9.4. We further note that the Coordinate Bench, while deciding the assessee’s own cases for A.Ys. 2012-13 and 2013-14 in ITA Nos. 8361/Del/2019 and 8362/Del/2019, has followed the aforesaid judgment of the Hon’ble Delhi High Court and allowed the alternate claim of deduction under section 37(1) of the Act. Since the facts of the year under consideration are identical and no distinguishing feature has been brought to our notice by the Revenue, we see no reason to take a different view.

9.5. Respectfully following the judgment of the Hon’ble Delhi High Court in (2025) 172 taxmann.com 192 (Delhi) and the decisions of the Coordinate Benches in the assessee’s own cases for A.Ys. 2012-13 and 2013-14 in ITA Nos. 8361/Del/2019 and 8362/Del/2019, we uphold the disallowance of depreciation on Asset Restoration Cost. However, following the binding judgment of the Hon’ble Delhi High Court, we direct the Ld. AO to allow the assessee’s alternate claim of deduction of the Asset Restoration Cost as revenue expenditure under section 37(1) of the Act. Accordingly, Ground No. 7 is partly allowed in terms indicated hereinabove.

## [Records]
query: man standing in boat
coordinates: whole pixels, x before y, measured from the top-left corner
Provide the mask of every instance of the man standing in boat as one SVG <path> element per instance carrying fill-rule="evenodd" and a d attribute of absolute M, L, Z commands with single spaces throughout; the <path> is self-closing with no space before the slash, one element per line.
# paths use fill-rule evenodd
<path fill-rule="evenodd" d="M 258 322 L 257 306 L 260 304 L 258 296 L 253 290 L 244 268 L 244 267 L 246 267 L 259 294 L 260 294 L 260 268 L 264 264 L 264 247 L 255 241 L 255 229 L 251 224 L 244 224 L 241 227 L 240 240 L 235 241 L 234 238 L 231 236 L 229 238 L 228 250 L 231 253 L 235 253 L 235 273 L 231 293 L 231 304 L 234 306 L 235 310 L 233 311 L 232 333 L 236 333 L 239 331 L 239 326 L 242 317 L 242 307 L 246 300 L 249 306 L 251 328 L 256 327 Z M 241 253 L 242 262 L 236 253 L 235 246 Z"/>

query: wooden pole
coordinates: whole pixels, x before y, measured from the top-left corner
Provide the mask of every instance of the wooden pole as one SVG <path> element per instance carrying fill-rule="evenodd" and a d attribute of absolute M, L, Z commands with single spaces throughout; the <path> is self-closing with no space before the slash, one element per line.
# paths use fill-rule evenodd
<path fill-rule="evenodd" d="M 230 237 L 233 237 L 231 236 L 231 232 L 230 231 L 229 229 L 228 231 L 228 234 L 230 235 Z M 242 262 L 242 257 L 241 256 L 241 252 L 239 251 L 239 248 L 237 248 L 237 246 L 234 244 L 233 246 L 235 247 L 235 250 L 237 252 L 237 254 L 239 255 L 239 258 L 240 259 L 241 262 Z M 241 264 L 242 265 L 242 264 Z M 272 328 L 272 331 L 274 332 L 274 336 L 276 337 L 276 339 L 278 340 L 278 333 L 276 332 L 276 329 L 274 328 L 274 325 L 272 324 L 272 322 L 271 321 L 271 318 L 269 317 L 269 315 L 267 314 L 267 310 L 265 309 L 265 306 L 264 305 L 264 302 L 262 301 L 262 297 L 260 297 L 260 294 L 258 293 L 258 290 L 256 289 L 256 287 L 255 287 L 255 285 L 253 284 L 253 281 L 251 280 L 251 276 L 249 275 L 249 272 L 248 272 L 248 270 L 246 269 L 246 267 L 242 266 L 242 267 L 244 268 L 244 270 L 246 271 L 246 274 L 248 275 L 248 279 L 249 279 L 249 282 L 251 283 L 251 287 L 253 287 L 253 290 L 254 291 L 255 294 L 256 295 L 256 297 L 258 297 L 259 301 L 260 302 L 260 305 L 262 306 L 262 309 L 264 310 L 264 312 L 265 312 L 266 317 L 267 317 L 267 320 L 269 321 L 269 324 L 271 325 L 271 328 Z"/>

## [Your instructions]
Return, word for word, everything in the tribunal order excerpt above from "9.4. We further" down to "a different view.".

## [Response to the task]
9.4. We further note that the Coordinate Bench, while deciding the assessee’s own cases for A.Ys. 2012-13 and 2013-14 in ITA Nos. 8361/Del/2019 and 8362/Del/2019, has followed the aforesaid judgment of the Hon’ble Delhi High Court and allowed the alternate claim of deduction under section 37(1) of the Act. Since the facts of the year under consideration are identical and no distinguishing feature has been brought to our notice by the Revenue, we see no reason to take a different view.